Passage provided:

[Toybox] [PATCH] sh: pass "\" to the later app

Chet Ramey chet.ramey at case.edu
Thu Jul 6 18:09:02 PDT 2023


On 7/5/23 3:29 AM, Rob Landley wrote:


>>>> It's really a useless concept, by the way.
>>>
>>> It's not that simple: kill has to be built-in or it can't interface with job
>>> control...
>>
>> That's not what a special builtin is. `kill' is a `regular builtin' anyway.
> 
> I started down the "rereading that mess" path and it's turning into "reading all
> the posix shell stuff" which is not getting bugs fixed. And once again, this is
> a BAD STANDARD. Or at least badly organized. There's three groups here:

OK. This is a decision that was made, what, 45 years ago? These are the
Bourne shell special builtins -- at least as of SVR4. Korn added a couple,
but since the Bourne shell didn't have them, they were not added to the
list.

Special builtins will exit a non-interactive shell on an error, assignments
preceding them persist, and they're found before shell functions in the
command search order. That's pretty much it. It's not that the builtins
have to be implemented interally, but that these have other properties.

They're a POSIX concept, so bash conforms when in posix mode. In default
mode, every builtin is treated the same.

Dataset:
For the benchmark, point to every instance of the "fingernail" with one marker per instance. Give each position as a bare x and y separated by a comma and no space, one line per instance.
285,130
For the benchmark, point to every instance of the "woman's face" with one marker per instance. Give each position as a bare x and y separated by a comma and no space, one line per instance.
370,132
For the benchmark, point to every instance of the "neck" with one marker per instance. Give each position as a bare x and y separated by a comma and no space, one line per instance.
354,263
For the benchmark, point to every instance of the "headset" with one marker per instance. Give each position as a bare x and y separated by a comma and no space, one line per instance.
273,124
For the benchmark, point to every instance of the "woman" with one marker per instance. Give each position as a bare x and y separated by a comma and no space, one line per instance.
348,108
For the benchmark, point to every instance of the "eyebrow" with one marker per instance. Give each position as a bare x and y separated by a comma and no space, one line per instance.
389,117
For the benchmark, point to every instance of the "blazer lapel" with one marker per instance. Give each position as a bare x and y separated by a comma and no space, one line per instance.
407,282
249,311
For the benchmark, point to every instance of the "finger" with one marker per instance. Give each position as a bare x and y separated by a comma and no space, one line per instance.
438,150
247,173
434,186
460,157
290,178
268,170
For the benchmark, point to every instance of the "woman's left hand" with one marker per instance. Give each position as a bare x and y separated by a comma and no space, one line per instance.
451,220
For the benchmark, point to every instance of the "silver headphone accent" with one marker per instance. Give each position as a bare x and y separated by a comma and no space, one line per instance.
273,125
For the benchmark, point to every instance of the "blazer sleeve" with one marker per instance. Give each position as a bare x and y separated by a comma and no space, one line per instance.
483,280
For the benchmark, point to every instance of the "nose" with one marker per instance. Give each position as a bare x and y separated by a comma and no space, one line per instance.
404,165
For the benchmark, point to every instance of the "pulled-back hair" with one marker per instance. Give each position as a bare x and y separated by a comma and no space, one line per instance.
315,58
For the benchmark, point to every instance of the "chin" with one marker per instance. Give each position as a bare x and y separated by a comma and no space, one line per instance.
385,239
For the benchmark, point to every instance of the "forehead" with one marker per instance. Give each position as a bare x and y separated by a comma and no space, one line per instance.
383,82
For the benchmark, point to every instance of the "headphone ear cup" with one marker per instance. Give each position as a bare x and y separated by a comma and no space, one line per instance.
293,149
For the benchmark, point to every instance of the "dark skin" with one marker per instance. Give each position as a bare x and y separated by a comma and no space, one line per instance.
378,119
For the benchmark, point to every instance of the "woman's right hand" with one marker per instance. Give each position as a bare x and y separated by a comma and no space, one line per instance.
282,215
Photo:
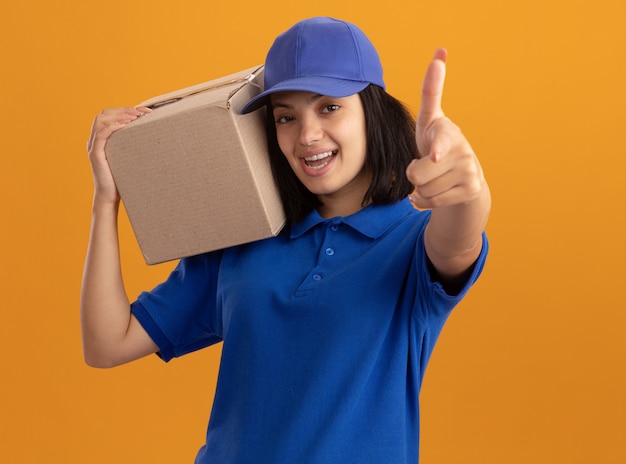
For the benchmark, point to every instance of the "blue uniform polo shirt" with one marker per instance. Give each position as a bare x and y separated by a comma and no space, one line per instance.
326,329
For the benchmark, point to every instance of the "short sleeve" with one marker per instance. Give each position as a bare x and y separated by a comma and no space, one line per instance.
181,314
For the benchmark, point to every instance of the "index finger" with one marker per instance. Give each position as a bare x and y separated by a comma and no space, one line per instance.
432,89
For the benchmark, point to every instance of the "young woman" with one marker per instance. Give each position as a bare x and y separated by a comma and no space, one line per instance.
328,327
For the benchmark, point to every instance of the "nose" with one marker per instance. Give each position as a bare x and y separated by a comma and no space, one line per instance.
310,130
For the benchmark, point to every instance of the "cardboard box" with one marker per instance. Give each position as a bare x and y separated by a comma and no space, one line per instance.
194,175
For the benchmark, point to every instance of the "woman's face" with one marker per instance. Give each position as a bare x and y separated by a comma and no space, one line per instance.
324,141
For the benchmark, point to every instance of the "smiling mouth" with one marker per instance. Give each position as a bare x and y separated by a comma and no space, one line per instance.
320,160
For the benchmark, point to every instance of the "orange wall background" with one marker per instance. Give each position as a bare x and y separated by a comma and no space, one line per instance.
531,367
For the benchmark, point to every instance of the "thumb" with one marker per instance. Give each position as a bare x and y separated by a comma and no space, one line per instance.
432,89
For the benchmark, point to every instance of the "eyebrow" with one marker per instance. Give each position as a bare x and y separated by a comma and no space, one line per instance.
312,99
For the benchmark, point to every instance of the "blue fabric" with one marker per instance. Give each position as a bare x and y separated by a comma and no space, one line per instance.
326,329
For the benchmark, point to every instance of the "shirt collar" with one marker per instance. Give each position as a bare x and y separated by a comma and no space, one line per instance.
372,221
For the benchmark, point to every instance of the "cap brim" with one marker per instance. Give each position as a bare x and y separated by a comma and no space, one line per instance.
328,86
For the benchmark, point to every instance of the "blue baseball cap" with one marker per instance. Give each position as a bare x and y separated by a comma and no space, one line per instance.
322,55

Brief 1:
According to the post about shell builtins, how does bash treat builtins when it is in default mode?
Brief 2:
From the post about shell builtins, transcribe the part that opens with the words containing "OK. This is" and closes with "treated the same.".

Finished answer 1:
Every builtin is treated the same.

Finished answer 2:
OK. This is a decision that was made, what, 45 years ago? These are the
Bourne shell special builtins -- at least as of SVR4. Korn added a couple,
but since the Bourne shell didn't have them, they were not added to the
list.

Special builtins will exit a non-interactive shell on an error, assignments
preceding them persist, and they're found before shell functions in the
command search order. That's pretty much it. It's not that the builtins
have to be implemented interally, but that these have other properties.

They're a POSIX concept, so bash conforms when in posix mode. In default
mode, every builtin is treated the same.